▶ **Saved entries**:

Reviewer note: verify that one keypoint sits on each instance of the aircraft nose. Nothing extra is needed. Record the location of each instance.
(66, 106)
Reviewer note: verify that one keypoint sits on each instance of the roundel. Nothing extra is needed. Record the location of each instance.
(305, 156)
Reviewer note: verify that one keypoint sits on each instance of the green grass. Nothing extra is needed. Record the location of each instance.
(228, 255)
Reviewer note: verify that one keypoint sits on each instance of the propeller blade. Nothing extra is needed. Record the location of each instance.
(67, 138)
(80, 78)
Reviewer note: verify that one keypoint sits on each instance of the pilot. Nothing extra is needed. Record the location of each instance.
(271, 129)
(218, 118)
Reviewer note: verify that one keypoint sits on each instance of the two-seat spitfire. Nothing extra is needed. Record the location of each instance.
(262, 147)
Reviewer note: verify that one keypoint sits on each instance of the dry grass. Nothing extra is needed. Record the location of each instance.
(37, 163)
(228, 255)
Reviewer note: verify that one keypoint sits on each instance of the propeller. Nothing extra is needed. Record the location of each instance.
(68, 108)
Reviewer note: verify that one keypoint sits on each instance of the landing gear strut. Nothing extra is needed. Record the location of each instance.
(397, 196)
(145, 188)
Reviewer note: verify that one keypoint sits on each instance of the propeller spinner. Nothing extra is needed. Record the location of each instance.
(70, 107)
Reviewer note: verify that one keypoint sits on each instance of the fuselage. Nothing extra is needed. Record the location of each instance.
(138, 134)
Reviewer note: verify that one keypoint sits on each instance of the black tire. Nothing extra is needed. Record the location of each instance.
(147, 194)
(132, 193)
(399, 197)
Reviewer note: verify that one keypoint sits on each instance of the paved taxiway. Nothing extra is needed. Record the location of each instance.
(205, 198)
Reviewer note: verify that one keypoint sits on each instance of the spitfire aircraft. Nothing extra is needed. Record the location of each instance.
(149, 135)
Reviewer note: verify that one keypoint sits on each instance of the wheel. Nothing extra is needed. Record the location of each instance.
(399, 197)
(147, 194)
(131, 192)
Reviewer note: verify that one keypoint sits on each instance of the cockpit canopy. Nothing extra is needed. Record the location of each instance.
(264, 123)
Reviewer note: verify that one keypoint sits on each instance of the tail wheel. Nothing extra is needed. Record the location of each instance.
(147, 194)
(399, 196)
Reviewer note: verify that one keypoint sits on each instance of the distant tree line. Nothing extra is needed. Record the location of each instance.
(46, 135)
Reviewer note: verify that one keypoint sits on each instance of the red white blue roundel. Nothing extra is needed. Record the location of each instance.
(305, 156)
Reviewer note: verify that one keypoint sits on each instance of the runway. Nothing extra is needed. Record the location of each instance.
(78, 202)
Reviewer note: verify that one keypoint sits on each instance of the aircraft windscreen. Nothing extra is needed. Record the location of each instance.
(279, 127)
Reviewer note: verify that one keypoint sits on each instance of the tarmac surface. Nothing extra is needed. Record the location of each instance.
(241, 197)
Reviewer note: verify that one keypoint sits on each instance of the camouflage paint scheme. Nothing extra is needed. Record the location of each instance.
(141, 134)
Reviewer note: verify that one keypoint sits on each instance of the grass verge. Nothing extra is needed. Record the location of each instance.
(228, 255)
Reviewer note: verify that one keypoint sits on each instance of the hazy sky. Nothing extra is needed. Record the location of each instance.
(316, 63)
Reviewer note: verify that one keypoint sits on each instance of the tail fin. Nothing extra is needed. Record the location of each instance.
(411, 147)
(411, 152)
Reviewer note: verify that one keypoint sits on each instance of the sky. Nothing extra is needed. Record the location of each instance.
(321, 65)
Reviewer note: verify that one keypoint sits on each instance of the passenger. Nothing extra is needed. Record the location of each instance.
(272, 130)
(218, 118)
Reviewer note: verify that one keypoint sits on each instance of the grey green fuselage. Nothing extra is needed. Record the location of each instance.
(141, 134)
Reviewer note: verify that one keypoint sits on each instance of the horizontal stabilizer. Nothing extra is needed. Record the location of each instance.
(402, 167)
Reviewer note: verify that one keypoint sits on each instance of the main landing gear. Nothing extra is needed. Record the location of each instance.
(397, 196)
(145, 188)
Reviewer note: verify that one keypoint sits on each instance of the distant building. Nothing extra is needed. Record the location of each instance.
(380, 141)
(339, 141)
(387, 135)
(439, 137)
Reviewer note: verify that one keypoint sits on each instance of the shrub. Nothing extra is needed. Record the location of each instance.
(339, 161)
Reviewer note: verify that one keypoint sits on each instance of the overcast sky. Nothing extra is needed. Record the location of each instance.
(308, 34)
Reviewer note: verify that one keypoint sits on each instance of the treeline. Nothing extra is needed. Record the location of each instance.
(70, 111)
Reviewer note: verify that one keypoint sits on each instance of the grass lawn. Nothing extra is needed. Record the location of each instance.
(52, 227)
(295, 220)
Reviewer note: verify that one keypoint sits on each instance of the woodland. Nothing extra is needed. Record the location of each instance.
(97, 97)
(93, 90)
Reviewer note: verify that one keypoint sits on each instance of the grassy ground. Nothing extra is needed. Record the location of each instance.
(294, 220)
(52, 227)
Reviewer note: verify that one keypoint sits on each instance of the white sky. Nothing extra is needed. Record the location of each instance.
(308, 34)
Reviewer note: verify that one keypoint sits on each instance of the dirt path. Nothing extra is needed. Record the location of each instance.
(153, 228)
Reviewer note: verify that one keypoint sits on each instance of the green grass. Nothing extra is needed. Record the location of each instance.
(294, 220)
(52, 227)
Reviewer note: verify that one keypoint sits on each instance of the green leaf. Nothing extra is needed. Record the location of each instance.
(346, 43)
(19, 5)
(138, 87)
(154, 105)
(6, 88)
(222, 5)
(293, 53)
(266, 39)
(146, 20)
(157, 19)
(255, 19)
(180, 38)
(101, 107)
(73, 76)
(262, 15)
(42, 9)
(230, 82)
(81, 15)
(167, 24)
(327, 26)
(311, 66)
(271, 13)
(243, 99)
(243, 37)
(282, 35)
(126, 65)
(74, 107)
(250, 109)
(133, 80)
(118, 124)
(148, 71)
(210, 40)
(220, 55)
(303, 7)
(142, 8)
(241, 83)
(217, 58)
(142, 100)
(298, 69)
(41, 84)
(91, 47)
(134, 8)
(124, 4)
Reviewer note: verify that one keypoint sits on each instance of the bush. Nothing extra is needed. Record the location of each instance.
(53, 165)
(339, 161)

▶ **Prompt**: Set every record down again exactly as written.

▶ **Solution for this problem**:
Reviewer note: verify that one keypoint sits on each instance of the aircraft nose. Nothing extra is needed. Record the location of each instance.
(66, 106)
Reviewer note: verify that one keypoint sits on each instance of the roundel. Nothing extra is needed. Record the location of each instance.
(305, 156)
Reviewer note: verify that one keypoint sits on each instance of the green grass. Nothing extra is needed. Record the location of each instance.
(228, 255)
Reviewer note: verify that one keypoint sits on each instance of the propeller blade. Nothing extra is needed. Record the location of each instance.
(67, 138)
(80, 78)
Reviewer note: verify that one keypoint sits on each instance of the pilot. Nothing extra is needed. Record the location of each instance.
(271, 129)
(218, 118)
Reviewer note: verify that one keypoint sits on each instance of the two-seat spitfire. Nothing extra is needed. Record the location of each instance.
(262, 147)
Reviewer note: verify that one keypoint sits on each instance of the dry grass. Nothing extra is needed. Record the location of each instance.
(37, 163)
(228, 255)
Reviewer note: verify that one keypoint sits on each instance of the propeller. Nothing extra is needed. Record the location of each instance.
(68, 108)
Reviewer note: verify that one keypoint sits on each instance of the landing gear strut. Nothing extra is needed. Record the location of each instance.
(397, 196)
(145, 188)
Reviewer note: verify that one keypoint sits on each instance of the propeller spinner. Nothing extra is needed. Record the location of each instance.
(70, 107)
Reviewer note: verify that one keypoint sits on each instance of the fuselage. Nothing extra is needed. Record the location of each instance.
(138, 134)
Reviewer note: verify that one keypoint sits on each instance of the black tire. Nothing extra is needed. Record the location of each instance.
(147, 194)
(132, 193)
(399, 197)
Reviewer note: verify that one keypoint sits on each instance of the paved taxiway. Nothing extra is needed. Record the location of each instance.
(205, 198)
Reviewer note: verify that one keypoint sits on each instance of the spitfire aircraft. Nothing extra is needed. Record the location of each instance.
(149, 135)
Reviewer note: verify that one keypoint sits on each instance of the wheel. Nothing extra is needed. Record the location of each instance.
(399, 197)
(147, 194)
(131, 192)
Reviewer note: verify that one keypoint sits on each instance of the cockpit canopy. Nothing extra is needed. Record the location of each instance.
(264, 123)
Reviewer note: verify that one keypoint sits on each instance of the tail wheel. Nothing extra is needed. Record the location of each instance.
(147, 194)
(399, 196)
Reviewer note: verify that one keypoint sits on each instance of the distant tree line. Nothing extra is needed. Record the location of each instance.
(46, 135)
Reviewer note: verify that one keypoint sits on each instance of the red white blue roundel. Nothing extra is needed. Record the location of each instance.
(305, 156)
Reviewer note: verify that one keypoint sits on each instance of the runway. Nothing extra is needed. Record the location of each instance.
(78, 202)
Reviewer note: verify that one keypoint sits on each instance of the aircraft windscreen. Nothing extra is needed. Record the location of each instance.
(279, 127)
Reviewer note: verify that one keypoint sits on each instance of the tarmac surface. Nothing extra is needed. Record the location of each instance.
(241, 197)
Reviewer note: verify that one keypoint sits on each instance of the camouflage paint scheme. Nothing extra is needed. Record the location of each instance.
(141, 134)
Reviewer note: verify that one keypoint sits on each instance of the grass verge. Nothing extra is needed. Record the location of each instance.
(228, 255)
Reviewer note: verify that one keypoint sits on each instance of the hazy sky. Nothing extra is needed. Record the location of each instance.
(316, 63)
Reviewer note: verify that one keypoint sits on each instance of the tail fin. Nothing extra is needed. Record the location of each instance.
(411, 147)
(411, 152)
Reviewer note: verify that one keypoint sits on each instance of the sky. Nothing extra is needed. Record the location of each instance.
(321, 65)
Reviewer note: verify that one keypoint sits on each instance of the passenger. Nothing extra is needed. Record the location of each instance.
(272, 130)
(218, 118)
Reviewer note: verify that one keypoint sits on each instance of the grey green fuselage. Nothing extra is needed. Record the location of each instance.
(141, 134)
Reviewer note: verify that one keypoint sits on each instance of the horizontal stabilizer. Nothing extra is needed. Record the location of each instance.
(402, 167)
Reviewer note: verify that one keypoint sits on each instance of the main landing gear. Nothing extra is needed. Record the location of each instance.
(397, 196)
(145, 188)
Reviewer note: verify that one keypoint sits on each instance of the distant building. Nothing extra is needed. Record the location of each instance.
(380, 141)
(339, 141)
(387, 135)
(439, 137)
Reviewer note: verify that one keypoint sits on each instance of the shrub. Nothing extra is needed. Record the location of each instance.
(339, 161)
Reviewer note: verify that one keypoint sits on each instance of the overcast sky. Nothing extra is needed. Record the location of each instance.
(308, 34)
Reviewer note: verify that one keypoint sits on each instance of the treeline. Nothing extra is needed. Record the location of each instance.
(70, 111)
Reviewer note: verify that one keypoint sits on each instance of the grass lawn. Nothing extra is needed. Record the location of each instance.
(52, 227)
(295, 220)
Reviewer note: verify that one keypoint sits on each instance of the woodland. Nothing extra is needed. Record the location of each instance.
(97, 97)
(93, 90)
Reviewer note: verify that one keypoint sits on each instance of the grassy ground. Nothing extra is needed. Record the location of each instance.
(294, 220)
(52, 227)
Reviewer note: verify that one keypoint sits on each instance of the white sky. Nothing extra is needed. Record the location of each instance.
(308, 34)
Reviewer note: verify that one keypoint sits on each instance of the dirt path. Nothing extra is needed. Record the location of each instance.
(153, 228)
Reviewer note: verify that one keypoint sits on each instance of the green grass. Nothing extra is needed. Record the location of each instance.
(294, 220)
(52, 227)
Reviewer note: verify that one keypoint sits on each instance of the green leaf. Nothing extra is needed. Record the location of each instance.
(346, 43)
(19, 5)
(138, 87)
(154, 105)
(6, 88)
(222, 5)
(293, 53)
(266, 39)
(146, 20)
(157, 19)
(255, 19)
(180, 38)
(101, 107)
(73, 76)
(262, 15)
(42, 9)
(230, 82)
(81, 15)
(167, 24)
(327, 26)
(311, 66)
(271, 13)
(243, 99)
(243, 37)
(282, 35)
(126, 65)
(74, 107)
(250, 109)
(133, 80)
(118, 124)
(148, 71)
(210, 40)
(220, 55)
(303, 7)
(142, 8)
(241, 83)
(217, 58)
(142, 100)
(298, 69)
(41, 84)
(91, 47)
(134, 8)
(124, 4)
Reviewer note: verify that one keypoint sits on each instance of the bush. Nothing extra is needed. Record the location of each instance.
(53, 165)
(339, 161)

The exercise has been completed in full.